(Excerpt provided):
═══

In [38]:
# !pip install neomodel scikit-learn
# !pip install spacy
# !python -m spacy download en_core_web_sm

In [26]:
from neomodel import (StructuredNode, StringProperty, RelationshipTo, db, config, UniqueIdProperty)
from sklearn.feature_extraction.text import TfidfVectorizer
import numpy as np
import spacy

nlp = spacy.load('en_core_web_sm')

config.DATABASE_URL = "bolt://neo4j:<PASSWORD>@localhost:7687"

# #Define the Entity Node
# class Entity(StructuredNode):
#     entity_id = UniqueIdProperty()
#     name = StringProperty(unique_index=True)
#     label = StringProperty()

# # Define the Paper Node
# class Paper(StructuredNode):
#     paper_id = UniqueIdProperty() 
#     title = StringProperty()
#     abstract = StringProperty()
#     mentions = RelationshipTo(Entity, "MENTIONS")

In [16]:
def extract_keywords_tfidf(abstracts, top_n=5):
    vectorizer = TfidfVectorizer(stop_words='english')
    tfidf_matrix = vectorizer.fit_transform(abstracts)
    feature_names = vectorizer.get_feature_names_out()

    top_keywords = []
    for i in range(tfidf_matrix.shape[0]):
        tfidf_scores = tfidf_matrix[i].toarray().flatten()
        top_indices = np.argsort(tfidf_scores)[-top_n:]
        top_features = [feature_names[idx] for idx in top_indices]
        top_keywords.append(top_features)

═══

(Entries supplied):
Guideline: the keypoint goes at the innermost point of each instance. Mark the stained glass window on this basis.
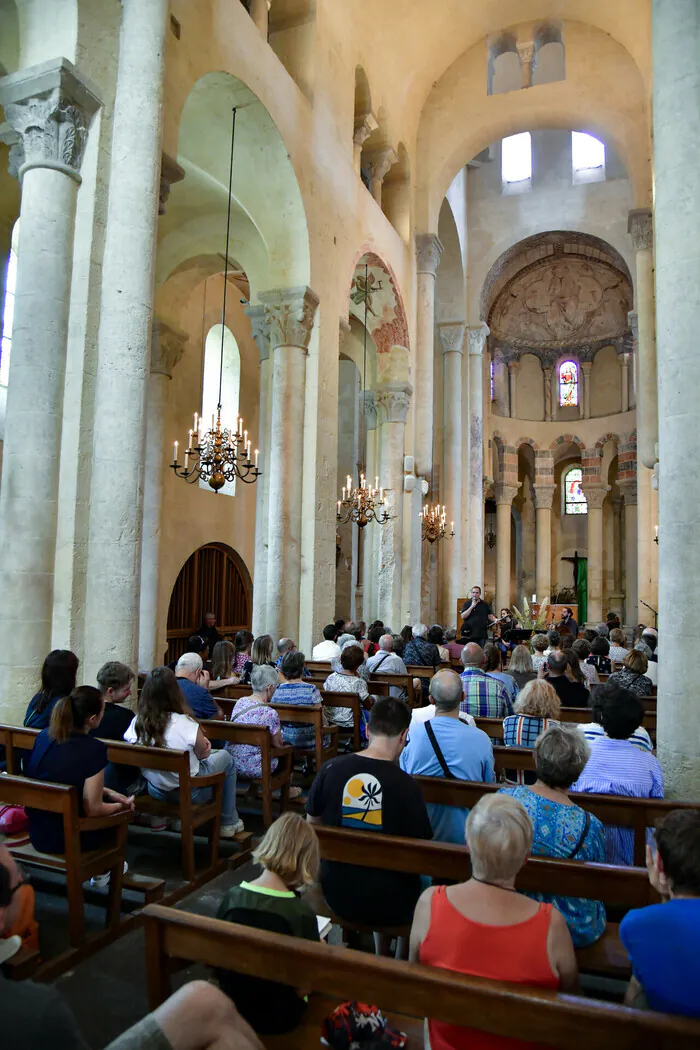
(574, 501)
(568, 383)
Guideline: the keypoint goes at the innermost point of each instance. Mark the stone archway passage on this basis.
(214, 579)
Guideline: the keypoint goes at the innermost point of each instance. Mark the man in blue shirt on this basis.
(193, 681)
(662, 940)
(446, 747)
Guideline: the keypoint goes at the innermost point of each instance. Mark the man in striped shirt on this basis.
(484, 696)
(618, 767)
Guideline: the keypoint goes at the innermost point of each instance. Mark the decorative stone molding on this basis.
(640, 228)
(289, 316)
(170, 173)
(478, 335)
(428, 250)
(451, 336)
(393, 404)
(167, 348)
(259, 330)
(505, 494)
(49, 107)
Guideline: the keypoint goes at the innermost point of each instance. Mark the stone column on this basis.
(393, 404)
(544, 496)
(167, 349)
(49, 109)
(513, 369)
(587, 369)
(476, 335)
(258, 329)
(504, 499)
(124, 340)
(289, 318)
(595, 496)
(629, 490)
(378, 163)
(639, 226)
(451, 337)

═══

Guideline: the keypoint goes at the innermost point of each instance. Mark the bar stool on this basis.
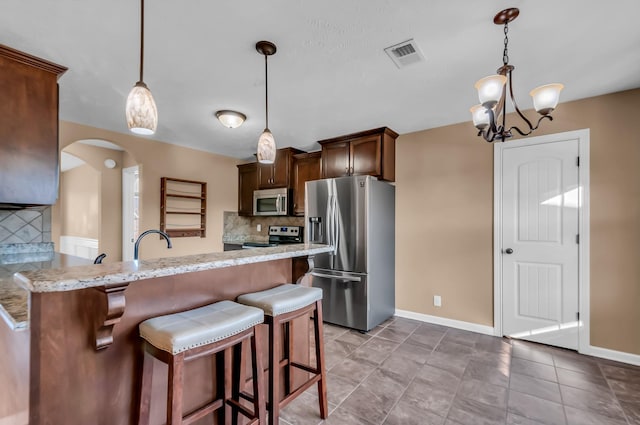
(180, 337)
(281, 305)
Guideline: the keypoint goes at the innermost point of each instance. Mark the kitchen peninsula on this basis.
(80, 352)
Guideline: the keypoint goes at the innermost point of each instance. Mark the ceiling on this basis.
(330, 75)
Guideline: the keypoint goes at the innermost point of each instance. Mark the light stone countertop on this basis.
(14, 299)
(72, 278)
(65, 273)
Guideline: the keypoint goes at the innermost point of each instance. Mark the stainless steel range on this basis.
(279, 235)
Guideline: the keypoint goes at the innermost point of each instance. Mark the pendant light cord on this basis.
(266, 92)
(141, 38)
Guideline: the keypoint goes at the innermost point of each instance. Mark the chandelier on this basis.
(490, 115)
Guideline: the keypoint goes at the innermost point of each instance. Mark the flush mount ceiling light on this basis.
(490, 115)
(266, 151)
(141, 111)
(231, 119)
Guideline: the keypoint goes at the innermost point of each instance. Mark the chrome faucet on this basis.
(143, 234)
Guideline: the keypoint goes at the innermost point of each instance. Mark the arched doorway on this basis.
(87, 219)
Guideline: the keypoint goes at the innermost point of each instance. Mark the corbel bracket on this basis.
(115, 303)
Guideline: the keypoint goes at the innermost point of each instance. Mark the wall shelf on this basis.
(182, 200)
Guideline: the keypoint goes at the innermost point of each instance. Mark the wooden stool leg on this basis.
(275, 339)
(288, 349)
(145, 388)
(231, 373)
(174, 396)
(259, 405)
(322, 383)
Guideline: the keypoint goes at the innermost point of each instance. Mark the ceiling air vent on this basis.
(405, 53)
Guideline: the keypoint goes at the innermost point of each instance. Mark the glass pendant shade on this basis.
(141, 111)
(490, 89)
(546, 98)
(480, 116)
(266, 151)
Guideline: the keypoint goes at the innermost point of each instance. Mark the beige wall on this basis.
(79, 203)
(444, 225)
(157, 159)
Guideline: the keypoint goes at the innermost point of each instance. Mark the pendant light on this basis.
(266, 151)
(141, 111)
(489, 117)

═══

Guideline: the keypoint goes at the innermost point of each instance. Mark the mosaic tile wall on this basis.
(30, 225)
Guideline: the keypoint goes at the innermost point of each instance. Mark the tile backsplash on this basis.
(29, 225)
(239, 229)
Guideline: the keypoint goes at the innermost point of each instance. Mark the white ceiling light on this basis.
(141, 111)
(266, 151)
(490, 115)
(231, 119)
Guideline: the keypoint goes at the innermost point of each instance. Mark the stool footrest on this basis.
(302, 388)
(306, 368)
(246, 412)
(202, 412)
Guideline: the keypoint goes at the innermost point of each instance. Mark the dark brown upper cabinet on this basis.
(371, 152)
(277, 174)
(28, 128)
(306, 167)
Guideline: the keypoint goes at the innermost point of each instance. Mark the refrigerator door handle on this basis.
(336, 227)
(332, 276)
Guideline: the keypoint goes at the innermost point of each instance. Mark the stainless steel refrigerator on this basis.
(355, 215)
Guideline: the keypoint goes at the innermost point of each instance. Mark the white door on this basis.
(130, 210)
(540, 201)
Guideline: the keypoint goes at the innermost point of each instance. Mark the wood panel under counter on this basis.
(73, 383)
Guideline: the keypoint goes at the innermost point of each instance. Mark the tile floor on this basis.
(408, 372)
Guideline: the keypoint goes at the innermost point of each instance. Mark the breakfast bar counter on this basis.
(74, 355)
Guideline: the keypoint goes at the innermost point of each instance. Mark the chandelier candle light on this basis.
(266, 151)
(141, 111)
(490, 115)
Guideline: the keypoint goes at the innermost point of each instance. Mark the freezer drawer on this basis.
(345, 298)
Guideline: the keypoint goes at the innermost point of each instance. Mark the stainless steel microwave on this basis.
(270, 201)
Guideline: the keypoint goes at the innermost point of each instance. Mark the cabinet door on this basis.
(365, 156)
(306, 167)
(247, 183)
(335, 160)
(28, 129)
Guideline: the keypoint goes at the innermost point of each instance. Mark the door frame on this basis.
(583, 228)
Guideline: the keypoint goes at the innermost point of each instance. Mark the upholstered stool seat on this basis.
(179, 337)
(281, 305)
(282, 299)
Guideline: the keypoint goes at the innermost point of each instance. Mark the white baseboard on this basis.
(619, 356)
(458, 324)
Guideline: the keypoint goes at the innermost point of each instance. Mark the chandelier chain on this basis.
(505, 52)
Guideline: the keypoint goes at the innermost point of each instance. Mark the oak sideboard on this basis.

═══

(Jobs):
A – How would the comment "Define the Paper Node" from the notebook code be rendered in Spanish?
B – Which lines of the records contain the string "stainless"? Report each of them in full.
The notebook code and the records are unrelated material.

(Answers for this exercise):
A – Define el nodo Paper

B –
Guideline: the keypoint goes at the innermost point of each instance. Mark the stainless steel range on this basis.
Guideline: the keypoint goes at the innermost point of each instance. Mark the stainless steel refrigerator on this basis.
Guideline: the keypoint goes at the innermost point of each instance. Mark the stainless steel microwave on this basis.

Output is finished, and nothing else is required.